## Work to be completed
Put the lines from the start through the line containing "M 35 133 L 19", inclusive, into a two-column CSV with the columns request and response. Each request gets one row, with its text and its answer each in a single quoted field and line breaks replaced by spaces.

## Given data
<<<<

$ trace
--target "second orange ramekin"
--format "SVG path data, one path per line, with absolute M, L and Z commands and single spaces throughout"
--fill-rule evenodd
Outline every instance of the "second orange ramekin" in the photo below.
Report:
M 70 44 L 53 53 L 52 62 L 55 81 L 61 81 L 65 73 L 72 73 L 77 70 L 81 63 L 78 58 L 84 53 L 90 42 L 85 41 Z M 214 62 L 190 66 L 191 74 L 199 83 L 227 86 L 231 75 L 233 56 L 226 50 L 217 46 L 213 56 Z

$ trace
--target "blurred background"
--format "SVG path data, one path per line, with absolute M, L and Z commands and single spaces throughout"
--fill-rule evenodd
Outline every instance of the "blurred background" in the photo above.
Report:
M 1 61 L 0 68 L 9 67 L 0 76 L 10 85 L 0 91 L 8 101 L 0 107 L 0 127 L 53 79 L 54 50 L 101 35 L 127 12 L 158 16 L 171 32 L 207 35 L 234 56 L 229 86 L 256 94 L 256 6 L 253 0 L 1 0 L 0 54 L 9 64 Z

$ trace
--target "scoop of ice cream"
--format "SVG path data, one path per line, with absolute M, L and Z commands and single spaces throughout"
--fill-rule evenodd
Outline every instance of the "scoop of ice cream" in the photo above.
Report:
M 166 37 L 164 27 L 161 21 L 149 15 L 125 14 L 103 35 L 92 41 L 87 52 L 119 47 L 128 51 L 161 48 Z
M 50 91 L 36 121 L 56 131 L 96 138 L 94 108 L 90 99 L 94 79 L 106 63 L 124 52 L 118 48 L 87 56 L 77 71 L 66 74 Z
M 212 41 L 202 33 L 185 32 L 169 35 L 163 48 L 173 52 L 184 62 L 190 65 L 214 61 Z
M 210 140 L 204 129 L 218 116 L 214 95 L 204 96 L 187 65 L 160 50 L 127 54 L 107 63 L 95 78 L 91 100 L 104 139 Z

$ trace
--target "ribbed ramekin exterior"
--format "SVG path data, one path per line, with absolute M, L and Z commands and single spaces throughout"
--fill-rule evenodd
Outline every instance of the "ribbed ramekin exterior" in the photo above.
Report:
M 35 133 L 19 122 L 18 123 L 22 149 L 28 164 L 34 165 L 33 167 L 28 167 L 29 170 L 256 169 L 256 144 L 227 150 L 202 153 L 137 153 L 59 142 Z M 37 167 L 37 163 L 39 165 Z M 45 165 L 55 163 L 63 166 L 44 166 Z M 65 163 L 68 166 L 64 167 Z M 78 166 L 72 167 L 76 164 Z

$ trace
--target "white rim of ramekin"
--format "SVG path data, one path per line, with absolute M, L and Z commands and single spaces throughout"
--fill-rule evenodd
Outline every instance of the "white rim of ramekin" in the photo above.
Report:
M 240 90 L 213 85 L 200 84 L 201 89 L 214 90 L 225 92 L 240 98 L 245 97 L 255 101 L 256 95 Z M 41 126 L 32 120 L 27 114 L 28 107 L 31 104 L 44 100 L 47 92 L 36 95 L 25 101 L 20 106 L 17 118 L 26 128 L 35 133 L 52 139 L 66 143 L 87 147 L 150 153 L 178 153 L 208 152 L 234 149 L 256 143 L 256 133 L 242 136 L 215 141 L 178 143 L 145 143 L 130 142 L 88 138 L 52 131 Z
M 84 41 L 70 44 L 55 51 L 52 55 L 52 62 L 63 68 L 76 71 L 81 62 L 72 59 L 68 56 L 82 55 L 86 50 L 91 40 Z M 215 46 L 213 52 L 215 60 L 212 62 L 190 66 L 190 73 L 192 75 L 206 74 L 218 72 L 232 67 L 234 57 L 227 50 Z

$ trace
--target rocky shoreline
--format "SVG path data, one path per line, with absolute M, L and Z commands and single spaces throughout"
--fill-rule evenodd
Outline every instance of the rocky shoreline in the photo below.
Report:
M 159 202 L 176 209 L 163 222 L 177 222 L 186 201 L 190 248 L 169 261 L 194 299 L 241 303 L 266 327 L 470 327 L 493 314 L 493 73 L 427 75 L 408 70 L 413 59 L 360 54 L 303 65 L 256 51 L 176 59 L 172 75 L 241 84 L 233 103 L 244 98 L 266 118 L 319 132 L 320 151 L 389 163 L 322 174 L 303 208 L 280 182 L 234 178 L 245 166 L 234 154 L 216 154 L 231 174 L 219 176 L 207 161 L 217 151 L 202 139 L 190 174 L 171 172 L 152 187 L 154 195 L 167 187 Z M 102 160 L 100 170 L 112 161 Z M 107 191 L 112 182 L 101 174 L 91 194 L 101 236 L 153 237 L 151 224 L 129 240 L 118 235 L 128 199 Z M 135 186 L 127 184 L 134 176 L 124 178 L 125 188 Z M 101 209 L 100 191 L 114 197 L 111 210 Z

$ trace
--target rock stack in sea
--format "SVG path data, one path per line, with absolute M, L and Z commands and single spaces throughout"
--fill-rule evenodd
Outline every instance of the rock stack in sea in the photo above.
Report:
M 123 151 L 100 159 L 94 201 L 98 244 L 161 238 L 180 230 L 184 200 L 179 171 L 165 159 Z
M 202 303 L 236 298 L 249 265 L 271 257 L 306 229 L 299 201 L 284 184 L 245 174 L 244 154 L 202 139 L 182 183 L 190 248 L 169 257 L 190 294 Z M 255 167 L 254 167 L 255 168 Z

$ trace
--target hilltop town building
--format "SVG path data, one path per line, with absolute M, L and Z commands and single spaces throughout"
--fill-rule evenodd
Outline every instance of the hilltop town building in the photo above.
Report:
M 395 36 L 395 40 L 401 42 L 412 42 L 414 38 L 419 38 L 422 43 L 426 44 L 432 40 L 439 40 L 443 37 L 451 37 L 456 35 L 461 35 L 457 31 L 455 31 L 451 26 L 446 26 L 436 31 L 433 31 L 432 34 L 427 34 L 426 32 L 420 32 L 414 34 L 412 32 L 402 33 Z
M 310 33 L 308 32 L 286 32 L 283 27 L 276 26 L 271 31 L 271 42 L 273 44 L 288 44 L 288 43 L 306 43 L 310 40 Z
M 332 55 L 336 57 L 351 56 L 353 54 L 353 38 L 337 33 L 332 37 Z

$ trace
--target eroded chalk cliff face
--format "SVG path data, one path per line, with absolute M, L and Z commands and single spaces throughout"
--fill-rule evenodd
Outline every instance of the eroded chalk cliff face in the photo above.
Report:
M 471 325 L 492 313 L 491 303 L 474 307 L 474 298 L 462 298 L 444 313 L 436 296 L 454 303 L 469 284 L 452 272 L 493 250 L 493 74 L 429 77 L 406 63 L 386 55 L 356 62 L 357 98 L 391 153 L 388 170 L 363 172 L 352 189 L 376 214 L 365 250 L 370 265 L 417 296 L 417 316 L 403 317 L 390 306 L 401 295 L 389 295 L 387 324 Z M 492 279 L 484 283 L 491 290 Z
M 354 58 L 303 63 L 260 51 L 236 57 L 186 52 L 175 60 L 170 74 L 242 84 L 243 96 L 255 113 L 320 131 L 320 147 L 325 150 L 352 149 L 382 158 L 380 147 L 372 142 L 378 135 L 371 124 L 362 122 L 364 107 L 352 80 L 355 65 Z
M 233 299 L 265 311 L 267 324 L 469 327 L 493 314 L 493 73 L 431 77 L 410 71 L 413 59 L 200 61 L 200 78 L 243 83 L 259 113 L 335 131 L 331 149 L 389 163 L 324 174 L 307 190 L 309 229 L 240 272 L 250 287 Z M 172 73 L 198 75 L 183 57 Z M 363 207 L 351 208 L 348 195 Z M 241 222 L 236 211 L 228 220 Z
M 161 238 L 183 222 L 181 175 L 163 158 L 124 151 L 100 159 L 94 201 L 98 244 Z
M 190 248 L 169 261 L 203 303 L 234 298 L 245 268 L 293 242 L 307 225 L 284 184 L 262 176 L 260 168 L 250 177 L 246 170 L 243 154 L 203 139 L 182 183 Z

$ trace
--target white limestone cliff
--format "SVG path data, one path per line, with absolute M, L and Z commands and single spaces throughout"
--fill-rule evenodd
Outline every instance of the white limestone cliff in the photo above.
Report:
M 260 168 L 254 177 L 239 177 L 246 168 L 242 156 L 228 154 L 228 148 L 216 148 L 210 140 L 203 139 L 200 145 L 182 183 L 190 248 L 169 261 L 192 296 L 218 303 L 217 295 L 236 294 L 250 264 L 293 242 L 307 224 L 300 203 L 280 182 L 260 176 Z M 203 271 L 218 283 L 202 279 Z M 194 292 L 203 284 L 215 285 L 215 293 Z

>>>>

## Task output
request,response
"$ trace --target ""second orange ramekin"" --format ""SVG path data, one path per line, with absolute M, L and Z commands and single spaces throughout"" --fill-rule evenodd Outline every instance of the ""second orange ramekin"" in the photo below. Report:","M 70 44 L 53 53 L 52 62 L 55 81 L 61 81 L 65 73 L 72 73 L 77 70 L 81 63 L 78 58 L 84 53 L 90 42 L 85 41 Z M 214 62 L 190 66 L 191 74 L 199 83 L 227 86 L 231 75 L 233 56 L 226 50 L 217 46 L 213 56 Z"
"$ trace --target ""blurred background"" --format ""SVG path data, one path per line, with absolute M, L and Z commands and single spaces throughout"" --fill-rule evenodd Outline every instance of the ""blurred background"" in the photo above. Report:","M 1 61 L 0 68 L 9 67 L 0 76 L 10 85 L 0 91 L 8 101 L 0 107 L 0 127 L 53 79 L 54 50 L 101 35 L 127 12 L 158 16 L 171 32 L 207 35 L 234 56 L 229 86 L 256 94 L 256 6 L 253 0 L 1 0 L 0 54 L 9 64 Z"
"$ trace --target ""scoop of ice cream"" --format ""SVG path data, one path per line, with absolute M, L and Z commands and single spaces throughout"" --fill-rule evenodd Outline every instance of the ""scoop of ice cream"" in the photo above. Report:","M 166 37 L 164 27 L 161 21 L 149 15 L 125 14 L 103 35 L 92 41 L 87 52 L 119 47 L 128 51 L 161 48 Z M 50 91 L 36 121 L 56 131 L 96 138 L 94 108 L 90 99 L 94 79 L 106 63 L 124 52 L 118 48 L 87 56 L 77 71 L 66 74 Z M 212 41 L 202 33 L 185 32 L 169 35 L 163 48 L 173 52 L 184 62 L 190 65 L 214 61 Z M 210 140 L 204 129 L 218 116 L 214 95 L 204 96 L 187 65 L 160 50 L 127 54 L 107 63 L 95 78 L 91 100 L 104 139 Z"
"$ trace --target ""ribbed ramekin exterior"" --format ""SVG path data, one path per line, with absolute M, L and Z commands and single spaces throughout"" --fill-rule evenodd Outline every instance of the ""ribbed ramekin exterior"" in the photo above. Report:","M 35 133 L 19 122 L 18 123 L 22 149 L 28 164 L 34 165 L 33 167 L 28 167 L 29 170 L 256 169 L 256 144 L 227 150 L 202 153 L 137 153 L 59 142 Z M 37 167 L 37 163 L 39 165 Z M 45 165 L 55 163 L 63 166 L 44 166 Z M 65 163 L 68 166 L 64 167 Z M 78 166 L 72 167 L 76 164 Z"